→ Job
Please copy out every line of the items below, word for word and in the same order.

→ Raw data

** start **

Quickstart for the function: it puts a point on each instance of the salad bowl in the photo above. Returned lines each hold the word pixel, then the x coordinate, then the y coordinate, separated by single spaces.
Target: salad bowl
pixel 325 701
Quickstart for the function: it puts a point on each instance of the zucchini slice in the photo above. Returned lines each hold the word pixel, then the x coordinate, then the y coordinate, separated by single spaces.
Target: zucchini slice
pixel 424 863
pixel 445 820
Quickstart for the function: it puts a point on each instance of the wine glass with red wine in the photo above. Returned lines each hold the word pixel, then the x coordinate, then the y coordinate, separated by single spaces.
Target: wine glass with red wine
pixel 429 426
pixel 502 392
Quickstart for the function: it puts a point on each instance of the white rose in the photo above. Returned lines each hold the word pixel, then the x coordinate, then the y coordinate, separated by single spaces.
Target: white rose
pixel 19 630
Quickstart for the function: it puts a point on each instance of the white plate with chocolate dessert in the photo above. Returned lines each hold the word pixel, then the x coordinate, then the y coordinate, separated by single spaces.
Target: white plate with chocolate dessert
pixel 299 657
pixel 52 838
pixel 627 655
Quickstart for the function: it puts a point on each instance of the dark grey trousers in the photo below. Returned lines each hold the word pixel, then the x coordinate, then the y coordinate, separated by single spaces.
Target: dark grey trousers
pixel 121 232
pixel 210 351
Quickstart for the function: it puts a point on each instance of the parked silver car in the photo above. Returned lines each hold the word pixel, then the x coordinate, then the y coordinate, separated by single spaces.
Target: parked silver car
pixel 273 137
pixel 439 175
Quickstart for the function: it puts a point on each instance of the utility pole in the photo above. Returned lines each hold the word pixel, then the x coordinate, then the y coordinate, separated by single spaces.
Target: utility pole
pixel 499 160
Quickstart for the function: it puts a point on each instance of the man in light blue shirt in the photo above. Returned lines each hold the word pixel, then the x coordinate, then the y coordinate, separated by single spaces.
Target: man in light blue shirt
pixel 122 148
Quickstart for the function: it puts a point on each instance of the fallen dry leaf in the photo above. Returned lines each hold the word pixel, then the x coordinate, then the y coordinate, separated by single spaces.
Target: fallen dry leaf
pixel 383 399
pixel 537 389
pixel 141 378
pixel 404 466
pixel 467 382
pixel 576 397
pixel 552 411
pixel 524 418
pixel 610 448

** end **

→ Completed exercise
Quickstart for the function: it puts a point on each instance of the salad bowl in the photo above. Returned lines each hold the word pixel, then the x coordinate, then the y coordinate, separated by single spaces.
Target: salad bowl
pixel 325 701
Quickstart for the function: it puts a point on each instance of the zucchini slice in the photo above. Returned lines each hold the word pixel, then the x coordinate, then the y coordinate, separated by single spaces.
Target: zucchini slice
pixel 424 863
pixel 445 820
Quickstart for the function: it puts a point on each instance of the wine glass with red wine in the photo above. Returned lines each hold the word pixel, then the x coordinate, then the y coordinate, separated by single spaces.
Target: wine glass with red wine
pixel 429 426
pixel 502 392
Quickstart for the function: it puts a point on each instance of the white rose in the photo above. Returned lines each hold the word pixel, then the x coordinate, then the y coordinate, separated by single spaces.
Target: white rose
pixel 19 630
Quickstart for the function: it puts a point on each instance of the white plate with chocolate dessert in the photo above. Returned lines each hold the word pixel, then the x coordinate, then the y coordinate, separated by single spaces.
Target: white plate with chocolate dessert
pixel 299 657
pixel 52 838
pixel 627 655
Quickstart for the function: it puts a point on each instance of the dark grey trousers in the photo below. Returned lines each hold the word pixel, then the x coordinate, then the y coordinate, separated by single spaces.
Target: dark grey trousers
pixel 121 232
pixel 210 351
Quickstart for the function: it puts a point on each instance of the parked silver car in the photo above. Returned lines each hold the word pixel, then the x coordinate, then the y coordinate, separated by single spaces.
Target: parked silver car
pixel 273 137
pixel 439 175
Quickstart for the function: it puts a point on each instance of the utility pole in the photo above. Returned lines each hold the word pixel, then the x coordinate, then the y coordinate, separated by single spaces.
Target: utility pole
pixel 499 160
Quickstart for the function: it puts a point on each instance of the man in light blue shirt in the photo above. Returned lines each hold the word pixel, then the x coordinate, then the y coordinate, separated by single spaces.
Target: man in light blue shirt
pixel 122 148
Quickstart for the function: it puts a point on each instance of the fallen dry leaf in the photo above. Returned lines each hold the word pixel, then the x coordinate, then the y coordinate, separated by single spaces.
Target: fallen dry leaf
pixel 383 399
pixel 537 389
pixel 141 378
pixel 404 466
pixel 467 382
pixel 576 397
pixel 552 411
pixel 524 418
pixel 610 448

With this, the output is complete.